**What is needed:** The records below must be transcribed exactly, with each picture left out.

Supplied data START

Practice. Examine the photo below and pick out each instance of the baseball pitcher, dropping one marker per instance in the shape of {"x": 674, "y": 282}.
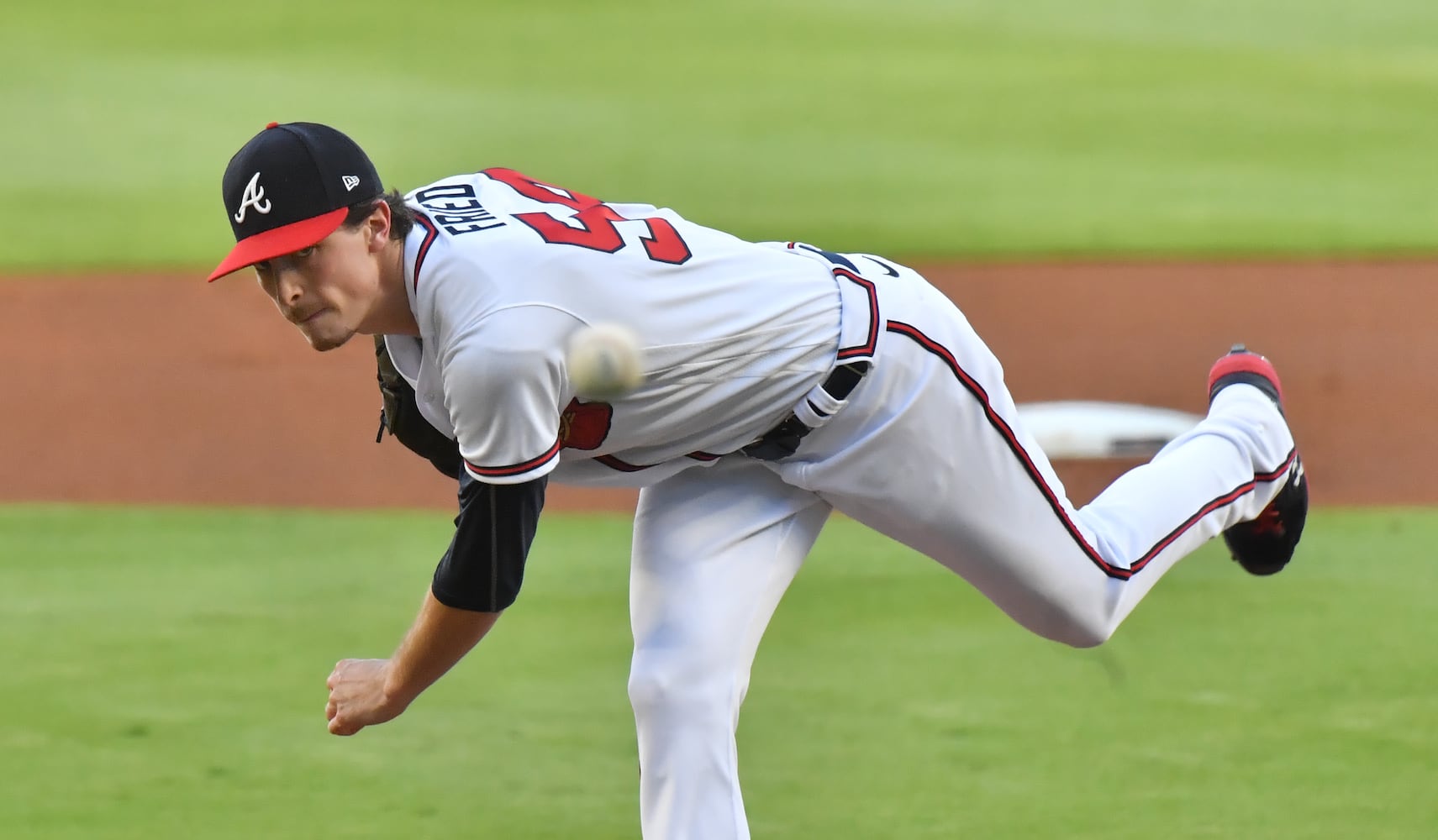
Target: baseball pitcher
{"x": 780, "y": 383}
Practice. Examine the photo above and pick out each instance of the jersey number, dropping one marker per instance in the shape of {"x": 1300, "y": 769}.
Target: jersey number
{"x": 597, "y": 230}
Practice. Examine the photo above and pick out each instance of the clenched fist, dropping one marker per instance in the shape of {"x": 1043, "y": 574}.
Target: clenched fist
{"x": 358, "y": 698}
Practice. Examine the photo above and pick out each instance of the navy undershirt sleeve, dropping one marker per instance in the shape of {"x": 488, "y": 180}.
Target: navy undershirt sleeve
{"x": 485, "y": 563}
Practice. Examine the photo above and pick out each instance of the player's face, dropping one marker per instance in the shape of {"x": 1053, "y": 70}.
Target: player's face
{"x": 328, "y": 290}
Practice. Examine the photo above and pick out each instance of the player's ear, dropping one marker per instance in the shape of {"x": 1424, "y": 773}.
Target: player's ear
{"x": 377, "y": 228}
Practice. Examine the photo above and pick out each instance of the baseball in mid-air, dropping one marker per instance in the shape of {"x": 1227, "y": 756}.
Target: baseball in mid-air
{"x": 604, "y": 361}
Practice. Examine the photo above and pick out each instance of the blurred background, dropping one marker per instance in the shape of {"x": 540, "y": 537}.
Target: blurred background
{"x": 196, "y": 524}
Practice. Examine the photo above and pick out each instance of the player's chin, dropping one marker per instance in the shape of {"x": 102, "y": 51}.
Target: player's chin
{"x": 327, "y": 339}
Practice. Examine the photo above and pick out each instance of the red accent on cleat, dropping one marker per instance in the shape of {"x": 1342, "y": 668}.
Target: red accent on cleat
{"x": 1249, "y": 363}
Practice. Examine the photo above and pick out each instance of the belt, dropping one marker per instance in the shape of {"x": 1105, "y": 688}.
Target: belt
{"x": 784, "y": 439}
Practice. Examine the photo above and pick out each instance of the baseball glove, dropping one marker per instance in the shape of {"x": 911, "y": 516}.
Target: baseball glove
{"x": 403, "y": 417}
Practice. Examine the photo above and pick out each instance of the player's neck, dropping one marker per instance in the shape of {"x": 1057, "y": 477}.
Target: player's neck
{"x": 392, "y": 314}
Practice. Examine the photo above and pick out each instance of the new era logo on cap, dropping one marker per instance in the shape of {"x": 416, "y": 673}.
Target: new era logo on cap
{"x": 289, "y": 187}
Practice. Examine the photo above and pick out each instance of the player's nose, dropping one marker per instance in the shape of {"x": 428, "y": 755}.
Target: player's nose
{"x": 289, "y": 286}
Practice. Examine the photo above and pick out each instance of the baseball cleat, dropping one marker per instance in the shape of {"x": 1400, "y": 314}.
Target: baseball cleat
{"x": 1266, "y": 544}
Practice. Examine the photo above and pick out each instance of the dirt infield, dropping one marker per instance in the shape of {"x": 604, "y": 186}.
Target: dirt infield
{"x": 150, "y": 389}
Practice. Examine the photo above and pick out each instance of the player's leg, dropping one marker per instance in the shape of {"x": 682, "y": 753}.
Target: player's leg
{"x": 932, "y": 454}
{"x": 714, "y": 553}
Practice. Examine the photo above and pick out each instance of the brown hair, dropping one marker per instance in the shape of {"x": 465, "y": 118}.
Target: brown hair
{"x": 402, "y": 219}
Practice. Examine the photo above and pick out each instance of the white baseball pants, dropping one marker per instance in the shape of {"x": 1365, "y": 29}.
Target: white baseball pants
{"x": 930, "y": 450}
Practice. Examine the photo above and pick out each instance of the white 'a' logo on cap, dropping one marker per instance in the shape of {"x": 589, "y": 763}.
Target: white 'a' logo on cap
{"x": 253, "y": 197}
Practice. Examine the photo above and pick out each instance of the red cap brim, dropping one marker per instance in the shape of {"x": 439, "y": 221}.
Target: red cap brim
{"x": 279, "y": 240}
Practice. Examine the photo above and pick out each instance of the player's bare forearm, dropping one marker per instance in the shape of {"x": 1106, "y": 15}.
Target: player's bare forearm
{"x": 439, "y": 638}
{"x": 364, "y": 692}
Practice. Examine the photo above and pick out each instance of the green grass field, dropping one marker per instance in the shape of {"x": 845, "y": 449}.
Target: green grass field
{"x": 906, "y": 127}
{"x": 164, "y": 678}
{"x": 164, "y": 669}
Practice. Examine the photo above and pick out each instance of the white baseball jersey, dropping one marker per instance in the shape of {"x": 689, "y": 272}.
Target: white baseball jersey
{"x": 502, "y": 270}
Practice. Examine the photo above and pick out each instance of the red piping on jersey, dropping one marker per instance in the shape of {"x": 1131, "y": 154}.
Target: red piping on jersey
{"x": 867, "y": 349}
{"x": 517, "y": 468}
{"x": 1225, "y": 500}
{"x": 1007, "y": 432}
{"x": 430, "y": 234}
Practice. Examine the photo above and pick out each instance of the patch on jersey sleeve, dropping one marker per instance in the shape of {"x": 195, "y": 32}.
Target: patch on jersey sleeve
{"x": 584, "y": 424}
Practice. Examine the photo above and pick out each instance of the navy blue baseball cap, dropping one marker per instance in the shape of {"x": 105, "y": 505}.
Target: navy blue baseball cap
{"x": 289, "y": 187}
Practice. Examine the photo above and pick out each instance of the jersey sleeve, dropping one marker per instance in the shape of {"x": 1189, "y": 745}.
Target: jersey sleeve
{"x": 503, "y": 386}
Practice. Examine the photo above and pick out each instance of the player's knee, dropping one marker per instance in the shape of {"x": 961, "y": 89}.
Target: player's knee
{"x": 1083, "y": 630}
{"x": 661, "y": 684}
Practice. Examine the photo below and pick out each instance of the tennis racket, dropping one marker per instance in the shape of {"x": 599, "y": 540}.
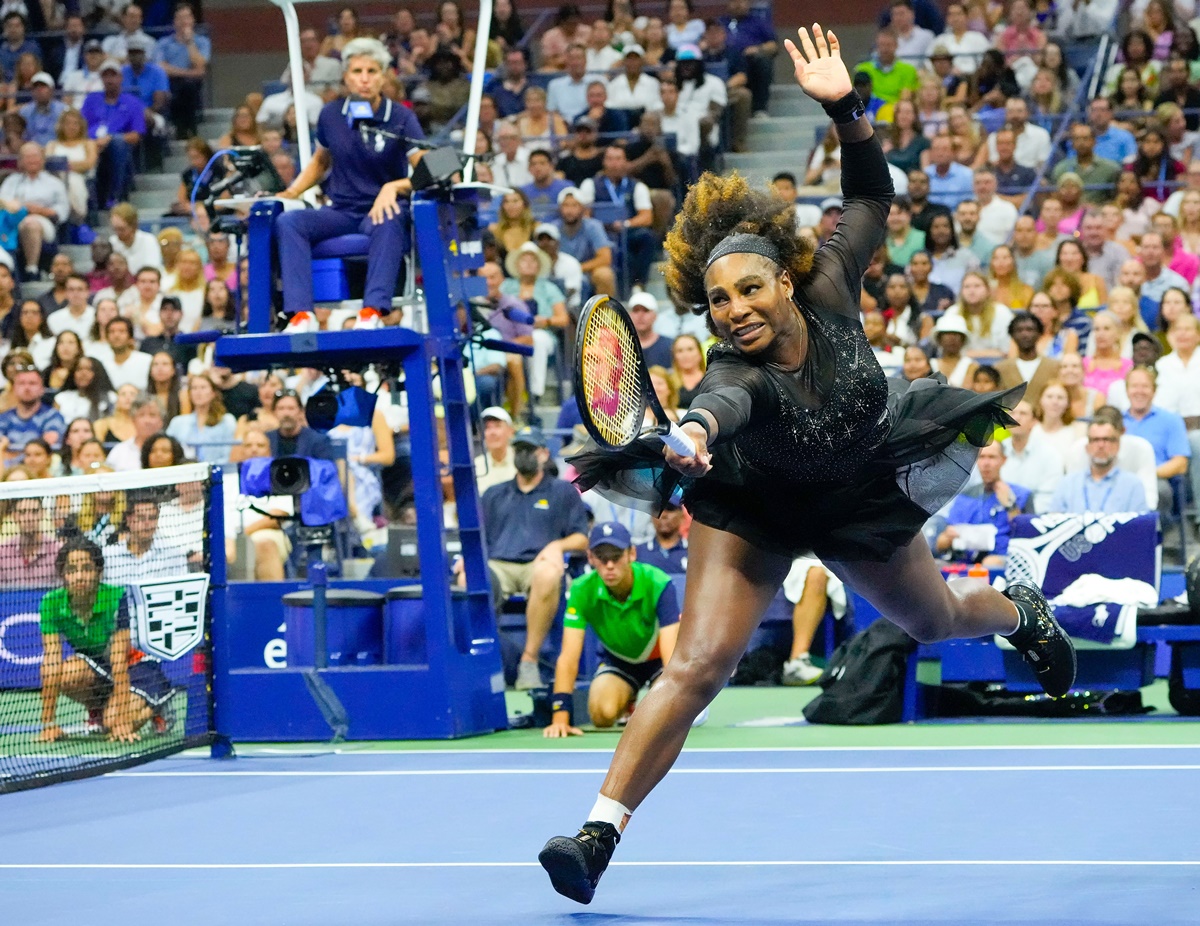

Supplied data END

**Answer space:**
Practice. Examine the photo below and pick out each instance of the baseball pitcher, dropping one marker per instance in the shape of {"x": 674, "y": 282}.
Target: baseball pitcher
{"x": 780, "y": 383}
Practice. Examine the photo above and pick out each instance of the jersey number, dropping one marker per instance in the shape of {"x": 1300, "y": 769}.
Target: jersey number
{"x": 597, "y": 230}
Practice. Examine the photo above and pick out each instance of the clenched fist, dropping one marker per instance in the shape of {"x": 1043, "y": 574}.
Target: clenched fist
{"x": 358, "y": 698}
Practice. Examine the photo above and pick out each instance of the navy undershirt sleeve, dropping one marker per instance in the shape of {"x": 488, "y": 180}.
Target: navy undershirt sleeve
{"x": 485, "y": 563}
Practice. Examine the photo above and pick out each instance of the player's face, dropping one marker per instance in the shape of {"x": 1053, "y": 70}.
Target: player's face
{"x": 328, "y": 290}
Practice. Examine the photo above and pick out each instance of the player's ear, dropping one marker per instance in the shape of {"x": 1424, "y": 773}.
Target: player's ear
{"x": 377, "y": 228}
Practice. Examine the photo above and pick out each instance of the baseball in mid-air, dropping one marker per instance in the shape of {"x": 1227, "y": 756}.
Target: baseball in mid-air
{"x": 604, "y": 361}
Practice. Examine the photo above and pick out each instance of the blurred background, dropping one marker per instance in the shape of {"x": 540, "y": 537}.
Target: blurred background
{"x": 196, "y": 524}
Practice. Examine the photo above and pick out each instance of the player's chin, dropping one marker per instance in the shape of {"x": 102, "y": 51}.
Target: player's chin
{"x": 327, "y": 339}
Practice. Examine the photo above and pick out each instance of the red accent on cleat, dropping one marker per instance in the shape of {"x": 1342, "y": 668}.
Target: red accent on cleat
{"x": 1249, "y": 363}
Practice. Examine the photo above and pick out each instance of the belt, dropping one marker per instance in the shape of {"x": 1105, "y": 688}.
Target: belt
{"x": 784, "y": 439}
Practice. Examine the photo above and pick out each instance of the baseball glove, dropping one marker per instance in the shape of {"x": 911, "y": 516}.
Target: baseball glove
{"x": 403, "y": 417}
Practice. Examine the photo above and pick out each instance of the player's neck, dropping one marker per instance in the shape of {"x": 1057, "y": 477}.
Target: player's neck
{"x": 392, "y": 314}
Practice. Examine the photo above and pick out each instance of the new era logo on cap, dropping one marker per instance in the shape of {"x": 416, "y": 673}.
Target: new era logo on cap
{"x": 289, "y": 187}
Practice. Examine the photo above and pick out each instance of the player's nose, dropping one marker per instance in the shape of {"x": 428, "y": 755}.
Target: player's nose
{"x": 289, "y": 286}
Practice. Examine the photo above and pick out each instance of the baseball cleat, dropping one marker per instance in the shape of {"x": 1400, "y": 314}.
Target: baseball cleat
{"x": 1266, "y": 544}
Practice. Examine the photo above and pick out each instance of the dirt infield, dropping one marker per instance in the shape of {"x": 604, "y": 186}.
Target: dirt infield
{"x": 150, "y": 389}
Practice. Examine the photo above and pick out each instance of the player's leg, dropping one marker per instance in the shape of {"x": 682, "y": 753}.
Target: player's leg
{"x": 932, "y": 454}
{"x": 714, "y": 553}
Practice. Examine the photo above and pick out each instance of the brown hair, dropping one marker per instance in the shape of {"x": 465, "y": 118}.
Target: brown hair
{"x": 402, "y": 219}
Practice. Examine the photo above and pick out each instance of the white baseball pants, dropping one marker per instance in the shape of {"x": 1365, "y": 29}.
Target: white baseball pants
{"x": 930, "y": 450}
Practice. Examine the photo above and pick out each instance of the white 'a' logo on cap, dropping one marker per instance in the shape of {"x": 589, "y": 763}.
Target: white 'a' logo on cap
{"x": 253, "y": 197}
Practice. Examine the photo above and pick out each instance of the red cap brim, dropping one marker per instance in the shape of {"x": 439, "y": 221}.
Target: red cap brim
{"x": 279, "y": 240}
Practice. Examine the photo above and pick out each instance of the player's bare forearm, dropping one marker per instance in the shape of {"x": 1106, "y": 15}.
Target: player's bare forearm
{"x": 439, "y": 638}
{"x": 364, "y": 692}
Practice. Examine the photo above and pick out each instance of the green grass field, dropping one marker per instance in the shape of {"x": 845, "y": 449}.
Target: green grass field
{"x": 906, "y": 127}
{"x": 164, "y": 678}
{"x": 164, "y": 669}
Practice. Examine the photo above and pick out each instance of the white baseball jersey, dropping one marker per instance in the shape of {"x": 689, "y": 272}.
Target: white baseball jersey
{"x": 502, "y": 270}
Practice. Examine the photo above and pick out each instance of the red piping on jersey, dropping one marker per instance in the shape of {"x": 1131, "y": 154}.
Target: red piping on jersey
{"x": 867, "y": 349}
{"x": 517, "y": 468}
{"x": 1225, "y": 500}
{"x": 1007, "y": 432}
{"x": 430, "y": 234}
Practice. Examine the photo above and pick out each instance of the patch on jersey sleeve, dropping one marker per instance in the shape of {"x": 195, "y": 32}.
Target: patch on jersey sleeve
{"x": 584, "y": 424}
Practice. Examine the photo above and pick out each instance of the navy blue baseball cap, dropping one marker per instance in the shape of {"x": 105, "y": 505}.
Target: navy blue baseball cap
{"x": 289, "y": 187}
Practice. Examine the photo above and pick out each instance of the jersey sleeve, dropping one marker per instance in the shape of {"x": 1189, "y": 745}.
Target: jersey sleeve
{"x": 503, "y": 386}
Practice. Examine the photo above and pick out each instance of the player's knee, dropping one marker per instance in the shape of {"x": 961, "y": 89}.
Target: player's knee
{"x": 1083, "y": 630}
{"x": 661, "y": 684}
Practice. Examine the photo below and pick out each instance of the tennis racket, dropping one marker per instance in the shape of {"x": 599, "y": 540}.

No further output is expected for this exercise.